→ **Problem description**:
From the records below, please return each line that holds the word "bread".

++++ Supplied information

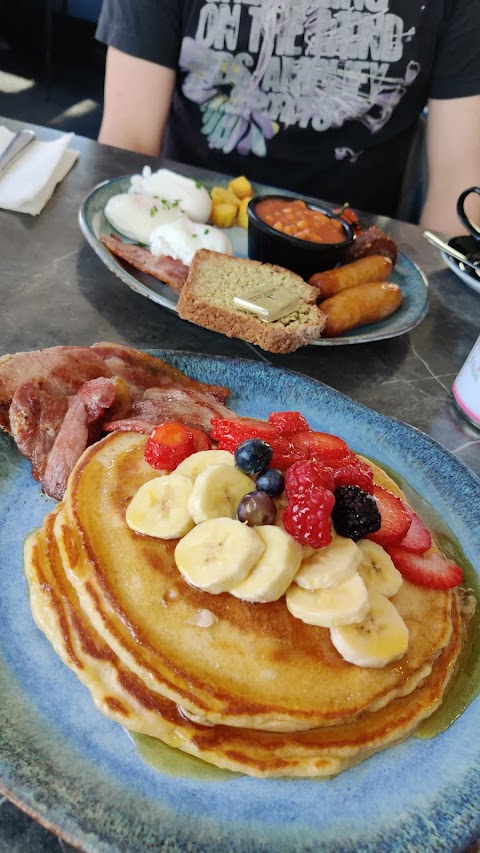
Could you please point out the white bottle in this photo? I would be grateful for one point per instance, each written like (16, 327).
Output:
(466, 388)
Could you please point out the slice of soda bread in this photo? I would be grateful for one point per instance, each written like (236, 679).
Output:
(214, 279)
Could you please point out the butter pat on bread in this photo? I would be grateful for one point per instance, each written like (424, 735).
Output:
(215, 279)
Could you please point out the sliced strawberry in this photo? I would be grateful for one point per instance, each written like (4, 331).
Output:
(239, 429)
(432, 571)
(306, 475)
(168, 445)
(200, 439)
(320, 445)
(352, 471)
(417, 539)
(288, 423)
(395, 518)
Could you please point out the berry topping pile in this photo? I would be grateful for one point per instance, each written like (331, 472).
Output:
(307, 517)
(327, 488)
(355, 513)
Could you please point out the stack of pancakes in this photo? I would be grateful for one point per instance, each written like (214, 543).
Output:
(250, 688)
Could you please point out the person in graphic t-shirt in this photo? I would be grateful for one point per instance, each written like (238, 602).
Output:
(319, 96)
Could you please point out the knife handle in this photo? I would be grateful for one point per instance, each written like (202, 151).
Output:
(18, 144)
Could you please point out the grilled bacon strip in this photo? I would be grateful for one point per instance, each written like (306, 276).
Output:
(55, 402)
(169, 270)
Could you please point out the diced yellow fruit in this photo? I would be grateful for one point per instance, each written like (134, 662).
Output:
(223, 215)
(221, 195)
(242, 212)
(241, 187)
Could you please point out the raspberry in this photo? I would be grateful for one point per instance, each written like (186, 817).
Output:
(288, 423)
(305, 475)
(353, 472)
(355, 513)
(307, 518)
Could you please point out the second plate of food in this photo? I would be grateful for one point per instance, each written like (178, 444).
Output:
(94, 224)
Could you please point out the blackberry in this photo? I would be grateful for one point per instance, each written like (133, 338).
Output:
(355, 513)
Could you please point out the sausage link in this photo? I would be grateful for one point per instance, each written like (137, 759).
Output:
(368, 269)
(365, 303)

++++++++

→ **Expected output**:
Could you please point out the slice of soda bread in this photo? I would be grateful for one point per instance, each written like (236, 679).
Could you please point out the butter pat on bread in this photo? I would be grateful for one point per instance, each written like (424, 735).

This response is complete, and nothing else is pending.